Region pointing data »
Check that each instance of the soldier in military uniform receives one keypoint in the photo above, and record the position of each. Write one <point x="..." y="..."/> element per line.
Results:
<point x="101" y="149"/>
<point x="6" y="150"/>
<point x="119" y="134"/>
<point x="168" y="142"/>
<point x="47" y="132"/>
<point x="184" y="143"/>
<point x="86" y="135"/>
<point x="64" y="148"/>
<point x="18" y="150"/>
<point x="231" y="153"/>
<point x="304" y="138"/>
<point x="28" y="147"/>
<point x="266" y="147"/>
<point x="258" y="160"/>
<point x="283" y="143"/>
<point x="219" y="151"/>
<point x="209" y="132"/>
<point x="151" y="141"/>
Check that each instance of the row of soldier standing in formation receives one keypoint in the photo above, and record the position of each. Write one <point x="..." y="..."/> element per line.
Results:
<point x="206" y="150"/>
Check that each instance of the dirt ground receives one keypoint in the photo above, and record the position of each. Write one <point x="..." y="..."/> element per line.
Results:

WHAT TO PRODUCE »
Work out how many lines in the records above contain the word "photo", and reply with that number alone.

TASK OUTPUT »
3